[EXERCISE INPUT start]
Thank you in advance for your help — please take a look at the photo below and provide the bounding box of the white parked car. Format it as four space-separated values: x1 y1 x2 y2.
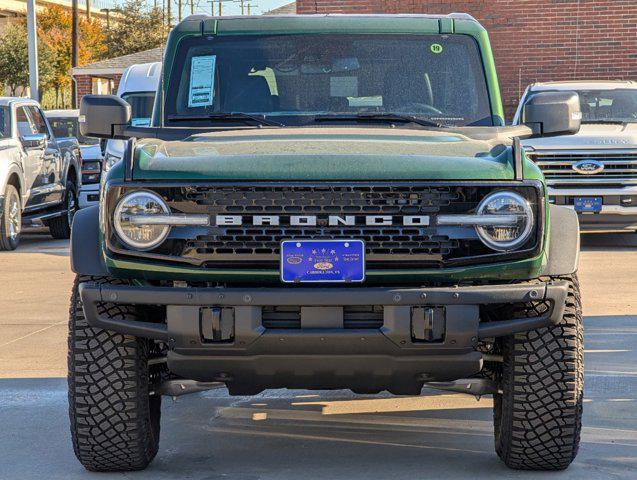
0 97 81 250
44 110 103 208
513 81 637 230
104 62 161 171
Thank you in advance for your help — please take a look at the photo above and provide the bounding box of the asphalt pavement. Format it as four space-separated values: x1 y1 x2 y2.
0 233 637 480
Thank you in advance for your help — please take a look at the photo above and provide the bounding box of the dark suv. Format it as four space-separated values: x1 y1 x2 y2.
69 15 583 470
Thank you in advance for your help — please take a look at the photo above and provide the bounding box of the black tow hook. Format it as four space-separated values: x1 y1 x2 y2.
425 378 498 398
150 379 225 398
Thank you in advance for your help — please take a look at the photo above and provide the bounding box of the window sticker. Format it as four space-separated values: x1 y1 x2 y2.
188 55 217 108
330 77 358 97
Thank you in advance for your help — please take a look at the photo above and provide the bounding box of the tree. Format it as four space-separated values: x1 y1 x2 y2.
107 0 169 57
0 22 54 96
38 5 106 105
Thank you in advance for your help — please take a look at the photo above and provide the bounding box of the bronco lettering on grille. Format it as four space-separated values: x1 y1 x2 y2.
215 215 429 227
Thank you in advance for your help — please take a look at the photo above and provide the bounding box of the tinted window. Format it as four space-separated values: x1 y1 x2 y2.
165 35 493 125
0 107 11 138
15 107 38 137
577 89 637 122
27 107 49 135
48 117 99 145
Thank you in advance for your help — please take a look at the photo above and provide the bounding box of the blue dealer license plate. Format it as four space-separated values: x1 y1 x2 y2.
573 197 602 213
281 240 365 283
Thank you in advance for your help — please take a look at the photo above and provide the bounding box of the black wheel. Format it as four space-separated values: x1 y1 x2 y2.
493 275 584 470
0 185 22 250
46 181 77 240
68 276 161 471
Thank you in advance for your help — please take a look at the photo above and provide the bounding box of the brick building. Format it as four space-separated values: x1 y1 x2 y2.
296 0 637 119
71 47 162 101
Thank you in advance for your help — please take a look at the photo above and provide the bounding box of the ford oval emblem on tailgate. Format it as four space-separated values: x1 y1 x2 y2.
573 160 604 175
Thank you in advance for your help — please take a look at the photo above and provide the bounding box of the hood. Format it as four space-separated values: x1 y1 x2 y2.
522 123 637 150
134 127 513 181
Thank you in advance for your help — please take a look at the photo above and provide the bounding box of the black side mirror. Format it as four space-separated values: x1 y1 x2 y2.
20 133 48 150
522 92 582 136
79 95 132 138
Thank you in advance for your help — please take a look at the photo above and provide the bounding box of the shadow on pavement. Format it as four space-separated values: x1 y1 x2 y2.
0 379 637 480
581 232 637 252
0 229 69 257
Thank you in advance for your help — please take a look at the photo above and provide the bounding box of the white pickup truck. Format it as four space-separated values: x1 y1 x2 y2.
0 97 81 250
513 81 637 230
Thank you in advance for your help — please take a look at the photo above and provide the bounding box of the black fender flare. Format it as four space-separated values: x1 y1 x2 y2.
71 205 108 277
542 205 580 276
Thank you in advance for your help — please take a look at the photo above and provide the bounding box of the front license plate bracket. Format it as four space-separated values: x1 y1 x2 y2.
281 239 365 283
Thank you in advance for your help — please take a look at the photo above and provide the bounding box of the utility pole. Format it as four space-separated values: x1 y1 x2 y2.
72 0 80 108
27 0 40 101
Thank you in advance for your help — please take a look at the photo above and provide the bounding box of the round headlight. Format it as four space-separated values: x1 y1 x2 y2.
113 191 170 250
476 191 534 252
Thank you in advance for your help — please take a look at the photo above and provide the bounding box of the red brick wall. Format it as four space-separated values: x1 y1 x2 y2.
297 0 637 119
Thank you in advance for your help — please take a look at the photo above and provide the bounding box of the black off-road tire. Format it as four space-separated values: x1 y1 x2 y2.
68 276 161 472
493 275 584 470
0 185 22 251
46 181 77 240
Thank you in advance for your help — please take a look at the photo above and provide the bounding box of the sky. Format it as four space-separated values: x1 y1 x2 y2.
184 0 293 15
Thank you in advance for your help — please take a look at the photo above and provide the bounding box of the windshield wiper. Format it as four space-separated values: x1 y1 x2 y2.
314 113 445 128
168 112 285 127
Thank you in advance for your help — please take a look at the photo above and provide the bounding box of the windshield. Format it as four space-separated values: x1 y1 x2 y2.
122 92 155 127
47 117 100 145
577 89 637 123
0 107 11 139
165 34 494 126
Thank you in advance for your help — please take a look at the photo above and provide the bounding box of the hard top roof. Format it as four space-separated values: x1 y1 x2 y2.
530 80 637 92
174 13 481 34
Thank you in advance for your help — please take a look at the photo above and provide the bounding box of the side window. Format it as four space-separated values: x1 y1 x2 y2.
15 107 38 137
28 107 51 137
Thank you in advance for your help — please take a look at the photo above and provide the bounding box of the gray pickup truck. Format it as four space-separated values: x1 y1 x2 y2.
0 97 81 250
513 80 637 231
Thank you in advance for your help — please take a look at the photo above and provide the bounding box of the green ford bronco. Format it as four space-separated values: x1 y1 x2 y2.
68 14 583 470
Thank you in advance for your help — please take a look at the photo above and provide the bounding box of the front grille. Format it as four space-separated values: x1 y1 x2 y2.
170 185 481 265
261 305 383 329
528 150 637 183
109 182 542 269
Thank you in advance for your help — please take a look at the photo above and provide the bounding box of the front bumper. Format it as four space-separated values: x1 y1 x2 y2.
78 183 100 209
548 186 637 231
80 282 568 394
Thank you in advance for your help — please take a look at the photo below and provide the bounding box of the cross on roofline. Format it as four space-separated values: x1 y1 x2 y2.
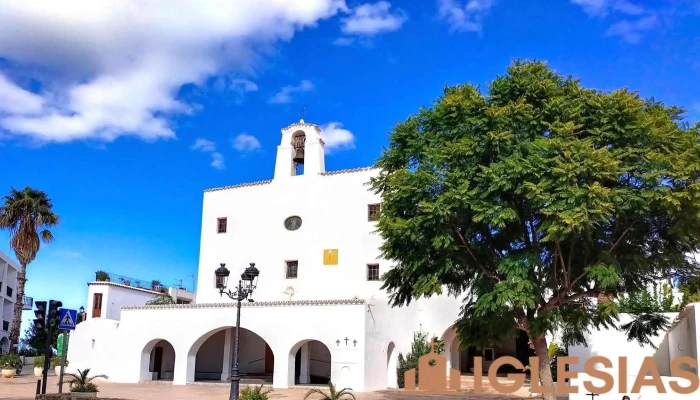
430 338 437 353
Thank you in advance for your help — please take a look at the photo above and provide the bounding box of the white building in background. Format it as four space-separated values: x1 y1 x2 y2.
68 121 482 391
68 121 700 391
0 251 20 354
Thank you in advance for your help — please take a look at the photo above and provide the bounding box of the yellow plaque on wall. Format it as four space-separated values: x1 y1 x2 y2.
323 249 338 265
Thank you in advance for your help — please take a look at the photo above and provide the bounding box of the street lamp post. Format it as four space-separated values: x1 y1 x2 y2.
214 263 260 400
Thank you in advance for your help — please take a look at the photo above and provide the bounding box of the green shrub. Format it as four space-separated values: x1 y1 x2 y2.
51 357 68 368
396 332 445 388
238 385 272 400
34 356 46 368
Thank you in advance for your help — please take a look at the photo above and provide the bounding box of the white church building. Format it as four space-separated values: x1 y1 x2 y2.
68 121 474 391
68 121 700 400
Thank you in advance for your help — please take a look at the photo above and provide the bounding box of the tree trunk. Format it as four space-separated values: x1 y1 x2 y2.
10 264 27 354
530 335 557 400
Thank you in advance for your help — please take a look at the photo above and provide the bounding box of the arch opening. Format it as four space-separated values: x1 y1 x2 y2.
188 327 275 385
288 340 331 386
140 339 175 381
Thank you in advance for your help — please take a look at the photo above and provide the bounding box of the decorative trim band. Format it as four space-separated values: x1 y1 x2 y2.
204 167 379 193
281 121 321 134
204 179 272 193
121 299 366 310
88 281 161 294
321 166 379 176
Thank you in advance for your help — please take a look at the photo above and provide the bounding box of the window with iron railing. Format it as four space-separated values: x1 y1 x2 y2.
287 261 299 279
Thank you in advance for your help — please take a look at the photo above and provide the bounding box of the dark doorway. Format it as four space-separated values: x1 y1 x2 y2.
265 343 275 374
153 347 163 379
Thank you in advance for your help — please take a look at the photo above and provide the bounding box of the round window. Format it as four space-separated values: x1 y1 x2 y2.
284 216 301 231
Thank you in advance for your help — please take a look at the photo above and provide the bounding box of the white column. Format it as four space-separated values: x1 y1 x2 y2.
221 328 233 381
173 350 190 385
299 343 311 385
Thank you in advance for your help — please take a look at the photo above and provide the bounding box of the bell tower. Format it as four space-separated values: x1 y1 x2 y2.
275 119 326 179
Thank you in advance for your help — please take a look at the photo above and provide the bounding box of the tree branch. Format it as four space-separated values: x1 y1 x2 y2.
571 217 639 287
453 227 500 281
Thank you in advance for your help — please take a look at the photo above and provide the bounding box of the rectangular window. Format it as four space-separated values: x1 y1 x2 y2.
287 261 299 279
92 293 102 318
367 204 380 221
367 264 379 281
216 218 227 233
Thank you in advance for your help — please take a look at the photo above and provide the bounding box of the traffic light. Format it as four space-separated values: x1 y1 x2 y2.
34 301 46 331
48 300 63 327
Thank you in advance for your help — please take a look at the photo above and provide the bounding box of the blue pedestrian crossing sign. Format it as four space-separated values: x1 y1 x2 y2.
58 308 78 331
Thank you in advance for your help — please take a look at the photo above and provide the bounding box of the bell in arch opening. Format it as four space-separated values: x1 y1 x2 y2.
292 132 306 165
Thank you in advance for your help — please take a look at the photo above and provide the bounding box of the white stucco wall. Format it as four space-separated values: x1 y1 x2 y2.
86 282 158 320
569 313 678 375
197 166 390 302
68 301 366 391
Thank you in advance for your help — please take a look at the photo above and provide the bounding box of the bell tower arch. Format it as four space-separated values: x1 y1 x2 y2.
275 119 326 179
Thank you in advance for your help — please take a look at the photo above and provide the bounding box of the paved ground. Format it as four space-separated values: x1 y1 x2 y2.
0 371 535 400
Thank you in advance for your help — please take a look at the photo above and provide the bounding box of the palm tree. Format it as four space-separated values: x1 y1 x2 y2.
65 368 109 393
0 186 59 353
304 382 355 400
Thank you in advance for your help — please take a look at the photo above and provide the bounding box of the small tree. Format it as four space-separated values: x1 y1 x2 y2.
396 332 445 388
371 61 700 400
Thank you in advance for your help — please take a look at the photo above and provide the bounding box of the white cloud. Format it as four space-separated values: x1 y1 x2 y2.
56 250 80 258
571 0 659 44
209 153 226 169
0 0 347 142
270 80 314 104
191 138 216 152
190 138 226 169
333 37 355 46
0 73 44 116
605 15 659 44
320 122 355 153
231 133 261 153
571 0 644 17
438 0 497 32
342 1 408 36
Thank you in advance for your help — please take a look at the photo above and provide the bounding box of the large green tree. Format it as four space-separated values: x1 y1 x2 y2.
0 186 59 352
371 61 700 398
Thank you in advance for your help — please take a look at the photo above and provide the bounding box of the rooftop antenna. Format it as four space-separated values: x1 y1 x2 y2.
187 275 196 291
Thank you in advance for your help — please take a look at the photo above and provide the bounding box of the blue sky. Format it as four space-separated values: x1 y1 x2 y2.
0 0 700 332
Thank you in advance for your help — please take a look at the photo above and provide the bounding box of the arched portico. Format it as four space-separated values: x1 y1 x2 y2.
139 339 175 381
287 339 332 386
187 327 275 384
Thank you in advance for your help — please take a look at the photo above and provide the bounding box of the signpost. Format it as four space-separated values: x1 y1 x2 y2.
57 308 78 393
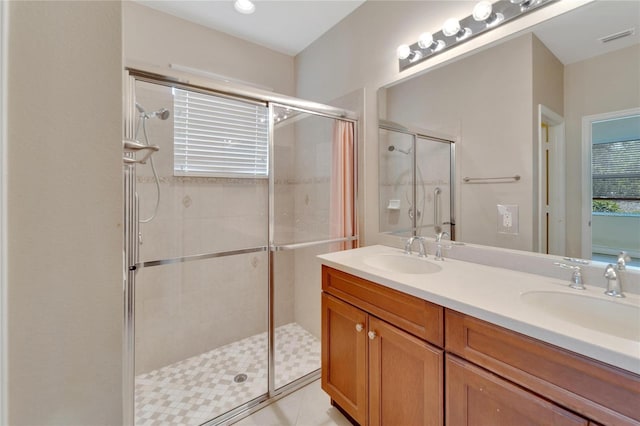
[EXERCISE INPUT end]
JOB: Reproduce only the stretch of entries that opens with the line containing "the dark doorway." and closes with the line containing "58 308 78 331", renaming "bounding box" to "bounding rectangle" throughout and leaving everything else as it is.

RESPONSE TO THIS EXERCISE:
Thank you in advance for your help — please take a look at the photo above and provide the bounding rectangle of the dark doorway. Format it as four space-separated values: x1 y1 x2 y2.
265 343 275 374
153 347 163 379
Thank you in advance for your help — please take a look at the photo above and provide the bounding rectangle of the round window. Format it as four space-separated values: x1 y1 x2 y2.
284 216 301 231
Thank you in advance for your help — please take a look at the photo above and provide the bounding rectangle of the white column. Format it as four space-separated values: x1 y1 x2 y2.
221 328 233 381
173 350 190 385
299 343 311 385
Thank you in advance for your help — please take a look at the photo above and provide the bounding rectangle of the bell tower. Format it as four space-separated values: x1 y1 x2 y2.
275 119 326 179
Thank you in advance for your help — please take a look at the photo above and provide the bounding rectangle of the tree branch. Format it as four space-separated values: x1 y1 x2 y2.
571 217 639 287
453 227 500 281
Thank you in advance for your help — please take a look at the photo above and provide the bounding rectangle of the rectangular window. Format it as four space-separated values: x1 y1 x2 y2.
287 261 299 279
92 293 102 318
367 204 380 221
367 264 379 281
216 218 227 233
Thank you in advance for your help — please take a look at the photo above and provide the bounding rectangle of the traffic light. Format it as four space-separated values: x1 y1 x2 y2.
34 301 46 331
48 300 63 327
Thank you in advance for your help — please take a look at the photo above and provide the bounding rectangle of the blue pedestrian crossing sign. Format it as four space-separated values: x1 y1 x2 y2.
58 308 78 331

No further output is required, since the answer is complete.